[Données d'annotation par points sur photos]

--------

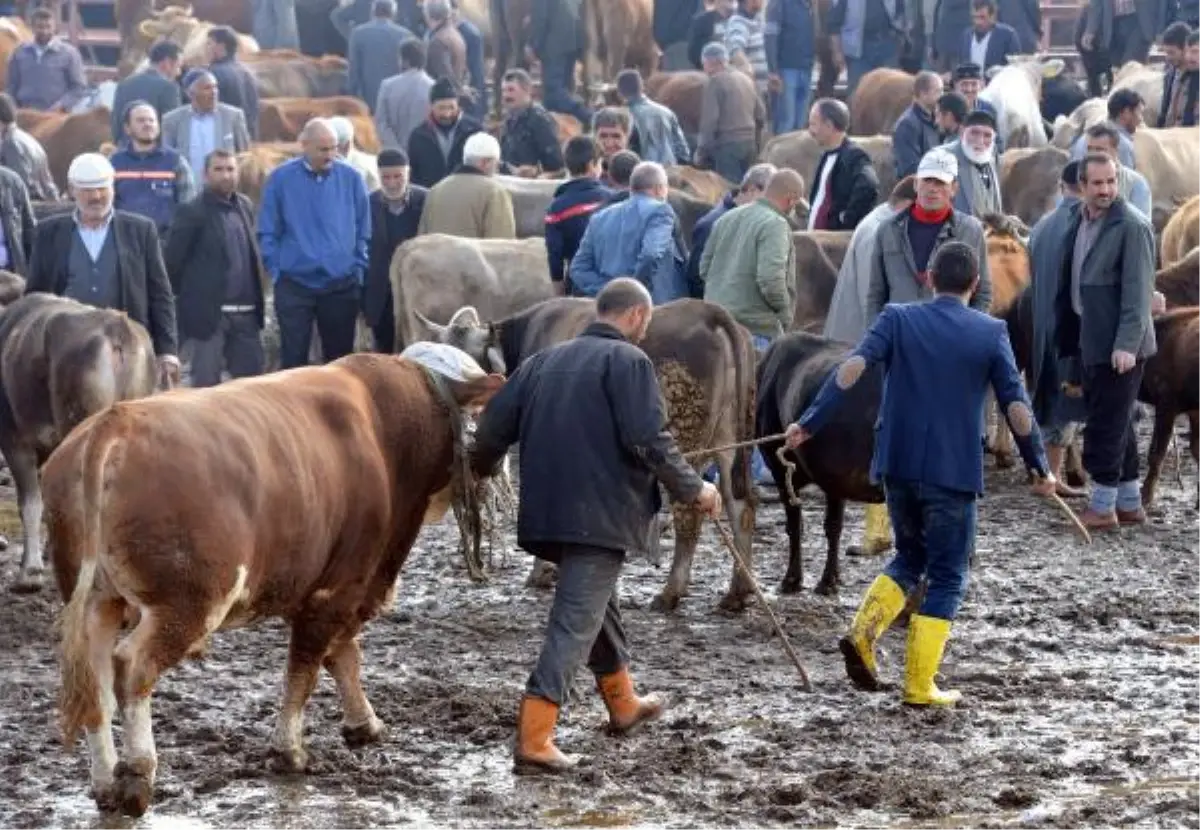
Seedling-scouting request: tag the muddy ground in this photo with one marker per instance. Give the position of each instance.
(1080, 669)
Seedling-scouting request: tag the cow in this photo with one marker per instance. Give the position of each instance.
(705, 362)
(436, 275)
(879, 101)
(295, 495)
(799, 151)
(283, 73)
(790, 374)
(60, 361)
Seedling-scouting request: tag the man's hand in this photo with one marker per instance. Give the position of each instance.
(709, 500)
(1123, 361)
(796, 435)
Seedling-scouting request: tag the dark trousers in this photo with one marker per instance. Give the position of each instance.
(1110, 445)
(934, 529)
(334, 310)
(585, 620)
(235, 346)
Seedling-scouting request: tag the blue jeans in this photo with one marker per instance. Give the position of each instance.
(876, 54)
(792, 103)
(934, 529)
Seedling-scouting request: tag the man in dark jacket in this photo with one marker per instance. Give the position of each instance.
(587, 412)
(157, 85)
(107, 258)
(215, 270)
(845, 186)
(235, 84)
(435, 148)
(395, 215)
(150, 179)
(916, 133)
(556, 37)
(575, 200)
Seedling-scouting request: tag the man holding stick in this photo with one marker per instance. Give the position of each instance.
(940, 358)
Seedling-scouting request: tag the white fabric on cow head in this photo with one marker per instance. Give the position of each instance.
(444, 360)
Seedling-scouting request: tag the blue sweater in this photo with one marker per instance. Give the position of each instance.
(315, 228)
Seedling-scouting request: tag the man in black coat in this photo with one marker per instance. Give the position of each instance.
(594, 449)
(395, 215)
(107, 258)
(217, 277)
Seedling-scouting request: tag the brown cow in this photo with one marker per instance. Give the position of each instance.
(323, 477)
(705, 362)
(879, 101)
(60, 361)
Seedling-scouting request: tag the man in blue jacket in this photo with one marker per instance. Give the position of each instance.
(313, 228)
(940, 358)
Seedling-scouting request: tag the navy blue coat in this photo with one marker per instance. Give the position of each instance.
(940, 359)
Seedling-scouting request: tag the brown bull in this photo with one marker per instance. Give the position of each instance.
(60, 361)
(297, 495)
(705, 362)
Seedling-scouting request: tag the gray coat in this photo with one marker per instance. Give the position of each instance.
(148, 85)
(373, 54)
(894, 268)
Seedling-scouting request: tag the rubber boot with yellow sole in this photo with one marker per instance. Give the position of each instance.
(883, 602)
(535, 751)
(927, 642)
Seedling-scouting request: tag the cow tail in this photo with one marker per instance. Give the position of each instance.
(79, 693)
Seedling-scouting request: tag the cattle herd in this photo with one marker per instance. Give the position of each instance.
(173, 515)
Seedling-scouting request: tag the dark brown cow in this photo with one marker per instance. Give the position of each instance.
(705, 362)
(60, 361)
(295, 495)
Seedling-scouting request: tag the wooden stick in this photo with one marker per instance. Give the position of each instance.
(762, 599)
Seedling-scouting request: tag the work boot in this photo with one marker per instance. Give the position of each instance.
(927, 642)
(535, 751)
(883, 602)
(627, 711)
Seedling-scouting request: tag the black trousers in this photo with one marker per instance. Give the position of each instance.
(335, 311)
(1110, 445)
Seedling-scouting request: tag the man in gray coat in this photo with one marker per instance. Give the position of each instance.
(373, 52)
(907, 241)
(1104, 282)
(156, 84)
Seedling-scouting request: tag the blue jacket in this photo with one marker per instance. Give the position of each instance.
(567, 218)
(151, 184)
(939, 358)
(312, 228)
(630, 239)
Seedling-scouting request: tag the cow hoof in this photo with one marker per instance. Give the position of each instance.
(364, 734)
(132, 791)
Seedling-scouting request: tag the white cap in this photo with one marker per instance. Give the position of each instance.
(939, 163)
(91, 169)
(481, 145)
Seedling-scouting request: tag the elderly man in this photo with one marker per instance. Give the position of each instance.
(469, 202)
(598, 395)
(634, 238)
(149, 179)
(215, 270)
(363, 162)
(205, 125)
(46, 74)
(978, 192)
(1102, 270)
(732, 118)
(107, 258)
(22, 154)
(313, 228)
(907, 241)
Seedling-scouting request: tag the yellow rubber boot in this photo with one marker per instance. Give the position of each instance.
(883, 602)
(927, 642)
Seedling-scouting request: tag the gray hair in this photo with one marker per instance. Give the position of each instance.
(646, 176)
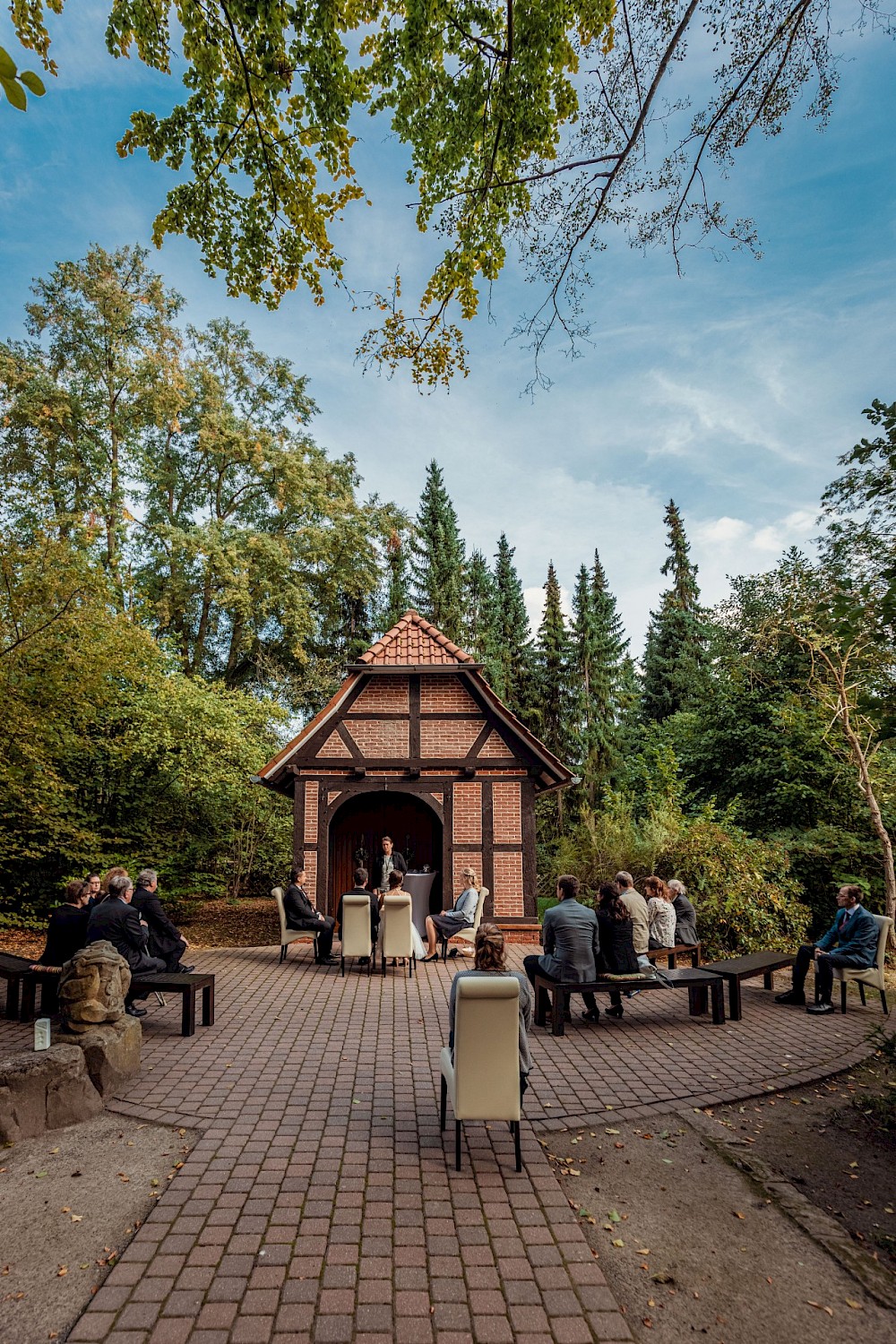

--------

Tâche donnée ::
Relevez toutes les lignes des enregistrements ci-dessus où figure la chaîne « brown ».

Résultat produit ::
Seedling-scouting request: tag the brown cow in this photo with one marker per instance. Give the position of each instance.
Seedling-scouting request: tag the brown bull in this photo with one marker per instance. Give the position of each instance.
Seedling-scouting request: tag the dark brown cow in this photo with one marker per instance. Give the position of each instance.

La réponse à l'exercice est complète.